Doctors -vs- Patients

I had a disagreement against a physician and I wrote to the State Board of Registration for the Healing Arts. My complaint was rejected by them, without ever giving me a reason for doing so.

A routine visit to my doctor was the start to a long drawn out misunderstanding. He prescribe Amox-Clav, and gave me exercises for my round shoulders, which I explained to him I had lived with my round shoulders since I was six years old. I refused to believe that any pharmaceutical could correct this at my age, which at the time I was 80 years of age.

I took the medication as prescribe, only after one dose I experience bleeding, so I stopped taking the drug and called my doctor. He suggested I go to the emergency room because of the bleeding. I was leery about going myself so I called a friend who came immediately to take me to the hospital. I wasn’t hemorrhaging, but having your doctor tell you to go to the emergency room makes you wonder if he knows something you don’t and doesn’t want to scare you by telling you.

I was admitted for observation, and I ended up spending three days in the hospital before this doctor even showed up to see what might be wrong with me. In the end, the medical staff didn’t find any reason for me to be there. On the third day, he arrived too late to issue a discharge order that would have permitted the hospital to discharge me. If I stayed another day, I would have had to pay for it myself as my insurance would not cover it. Because of this I insisted on leaving without his discharge authorization and did.

Now back to my complaint. Not only did I feel neglected by my doctor, but there was no one that seemed to care about my plight. I doubt if this is an only experience of this type. We need a patient listening ear for patients not just for doctors.

========

→ **What this exercise asks**:
**a.** In the doctors-vs-patients account, rewrite the part that opens with the words containing "Doctors -vs- Patients" and closes with "for doing so.", changing "physician" to "general practitioner".
**b.** Answer these from the doctors-vs-patients account:
(i) What medication did the doctor prescribe?
(ii) Who took the writer to the hospital?
(iii) How many days did the writer spend in the hospital before the doctor came?
The data has nothing to do with this.

Segmentation mask data
========

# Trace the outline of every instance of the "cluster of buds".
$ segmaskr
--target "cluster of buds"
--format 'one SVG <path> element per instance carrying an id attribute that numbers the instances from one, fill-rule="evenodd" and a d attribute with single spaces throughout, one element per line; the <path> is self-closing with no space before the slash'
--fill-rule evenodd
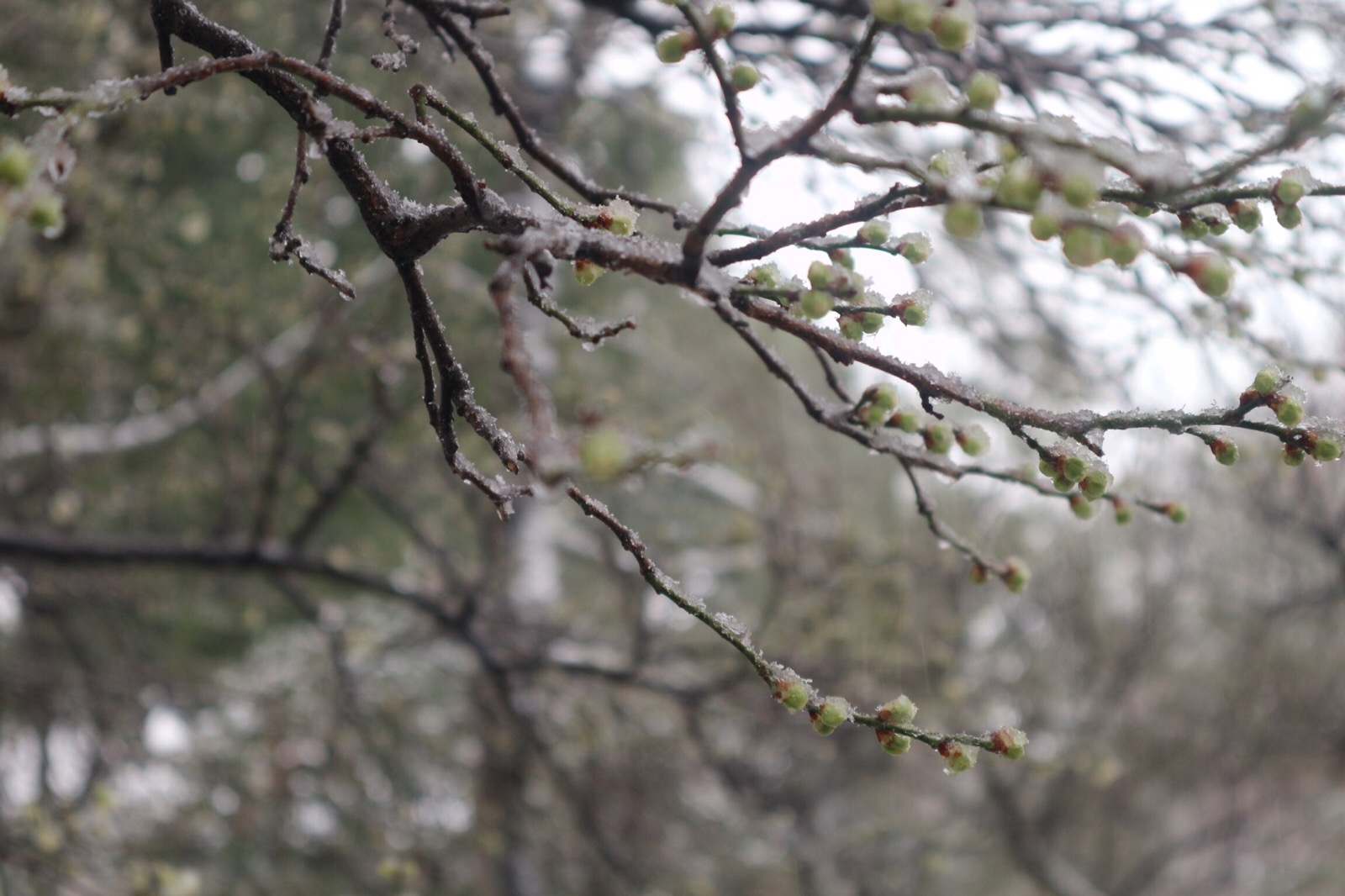
<path id="1" fill-rule="evenodd" d="M 1298 207 L 1298 200 L 1317 186 L 1317 179 L 1302 165 L 1284 171 L 1271 192 L 1271 202 L 1275 206 L 1275 218 L 1286 230 L 1293 230 L 1303 223 L 1303 213 Z"/>
<path id="2" fill-rule="evenodd" d="M 1266 365 L 1256 371 L 1252 385 L 1239 397 L 1240 401 L 1263 401 L 1275 412 L 1275 417 L 1286 426 L 1297 426 L 1303 421 L 1303 408 L 1307 393 L 1289 382 L 1289 377 L 1275 365 Z"/>
<path id="3" fill-rule="evenodd" d="M 1255 203 L 1252 203 L 1255 207 Z M 1258 219 L 1260 214 L 1258 213 Z M 1206 203 L 1177 213 L 1182 234 L 1189 239 L 1202 239 L 1209 234 L 1223 237 L 1233 223 L 1228 209 L 1217 203 Z"/>
<path id="4" fill-rule="evenodd" d="M 1112 476 L 1107 465 L 1092 455 L 1068 452 L 1044 453 L 1038 468 L 1049 476 L 1056 491 L 1068 492 L 1075 486 L 1087 500 L 1098 500 L 1111 488 Z"/>
<path id="5" fill-rule="evenodd" d="M 705 13 L 705 30 L 710 40 L 726 38 L 737 24 L 737 15 L 733 8 L 725 4 L 716 4 Z M 654 44 L 654 52 L 659 62 L 677 65 L 686 59 L 693 50 L 701 48 L 701 40 L 695 31 L 682 30 L 666 34 Z M 729 85 L 737 93 L 751 90 L 761 82 L 761 73 L 748 62 L 740 62 L 729 69 Z"/>
<path id="6" fill-rule="evenodd" d="M 884 725 L 898 725 L 907 728 L 915 721 L 916 713 L 920 712 L 911 698 L 901 694 L 896 700 L 889 700 L 882 706 L 878 706 L 878 721 Z M 905 735 L 900 735 L 894 731 L 876 732 L 878 735 L 878 744 L 882 749 L 893 756 L 901 756 L 911 749 L 911 739 Z"/>
<path id="7" fill-rule="evenodd" d="M 937 751 L 943 756 L 943 774 L 952 778 L 970 768 L 975 768 L 976 755 L 981 752 L 981 748 L 959 744 L 955 740 L 946 740 L 939 744 Z"/>
<path id="8" fill-rule="evenodd" d="M 1028 753 L 1028 735 L 1017 728 L 1001 728 L 990 735 L 990 751 L 1005 759 L 1022 759 Z"/>
<path id="9" fill-rule="evenodd" d="M 796 713 L 812 700 L 812 685 L 792 669 L 776 669 L 779 671 L 771 682 L 771 696 L 791 713 Z"/>
<path id="10" fill-rule="evenodd" d="M 1018 560 L 1017 557 L 1010 557 L 1005 561 L 1003 568 L 999 569 L 999 581 L 1005 584 L 1005 588 L 1015 595 L 1021 595 L 1032 580 L 1032 570 L 1028 569 L 1028 564 Z M 975 585 L 983 585 L 990 581 L 990 568 L 986 566 L 979 560 L 971 564 L 971 581 Z"/>
<path id="11" fill-rule="evenodd" d="M 1202 439 L 1209 445 L 1209 453 L 1215 455 L 1215 460 L 1225 467 L 1232 467 L 1237 463 L 1241 452 L 1237 449 L 1237 443 L 1232 439 L 1225 439 L 1224 436 L 1202 436 Z"/>
<path id="12" fill-rule="evenodd" d="M 845 697 L 826 697 L 815 710 L 808 712 L 808 718 L 812 720 L 812 731 L 826 737 L 850 721 L 851 712 L 850 701 Z"/>
<path id="13" fill-rule="evenodd" d="M 13 140 L 0 144 L 0 241 L 11 211 L 17 211 L 43 237 L 56 237 L 65 230 L 65 204 L 50 186 L 34 184 L 36 168 L 38 160 L 28 147 Z"/>
<path id="14" fill-rule="evenodd" d="M 1224 207 L 1239 230 L 1251 233 L 1260 227 L 1260 203 L 1255 199 L 1235 199 Z"/>
<path id="15" fill-rule="evenodd" d="M 1227 296 L 1233 287 L 1233 265 L 1216 252 L 1190 256 L 1177 272 L 1190 277 L 1202 293 L 1213 299 Z"/>
<path id="16" fill-rule="evenodd" d="M 976 9 L 968 0 L 873 0 L 873 17 L 907 31 L 928 31 L 935 42 L 956 52 L 976 36 Z"/>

========

→ **Task results**:
**a.**
Doctors -vs- Patients

I had a disagreement against a general practitioner and I wrote to the State Board of Registration for the Healing Arts. My complaint was rejected by them, without ever giving me a reason for doing so.

**b.**
(i) Amox-Clav
(ii) A friend
(iii) Three days